> _Excerpt to read_:
----
Construction industry and infrastructure play an essential role for the current stage of economic development of a country. Necessity to invest in building and infrastructure is generated by the decision pertaining to modernization of enterprises, housing needs, proper distribution of inhabitants, the increase of employment due to creation of additional job places, the growth of GDP, etc. The financing of construction industry and infrastructure is vital for the prosperity of national economy.
Construction Industry within an Economic System
The value of construction industry and appropriate state of infrastructure is determined by the strengthening of essential industries of a country, the pace of economic growth, and solution of important socioeconomic tasks (Cox & Townsend 2009). Structural reorganization and financing support of the building area of a country determine the ability of the national economy to ensure further development of other industries, enterprises, and households that affect living conditions of people. Social conditions of living should be improved through the proper development of the construction industry and its infrastructure.
----
> _Given data_:
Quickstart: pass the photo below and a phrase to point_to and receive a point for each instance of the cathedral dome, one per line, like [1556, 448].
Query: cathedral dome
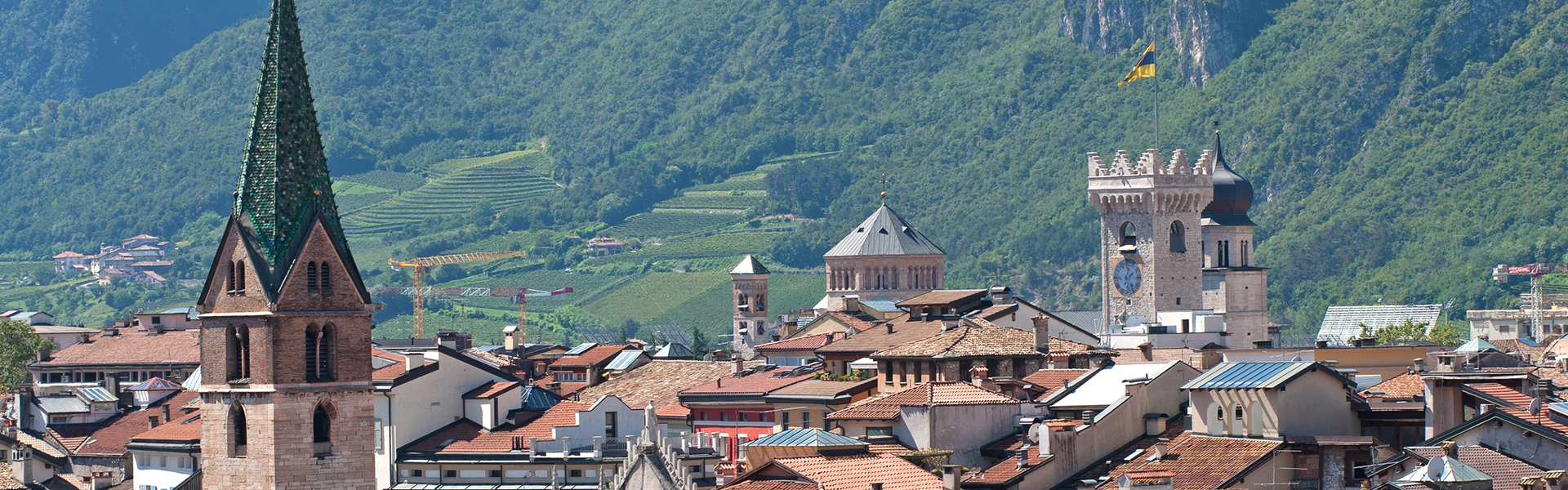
----
> _Exercise requirements_:
Reproduce the passage on the construction industry starting at "Construction industry and infrastructure play" and ending at "of national economy.", swapping "infrastructure" for "public works" wherever it appears.

> _Result_:
Construction industry and public works play an essential role for the current stage of economic development of a country. Necessity to invest in building and public works is generated by the decision pertaining to modernization of enterprises, housing needs, proper distribution of inhabitants, the increase of employment due to creation of additional job places, the growth of GDP, etc. The financing of construction industry and public works is vital for the prosperity of national economy.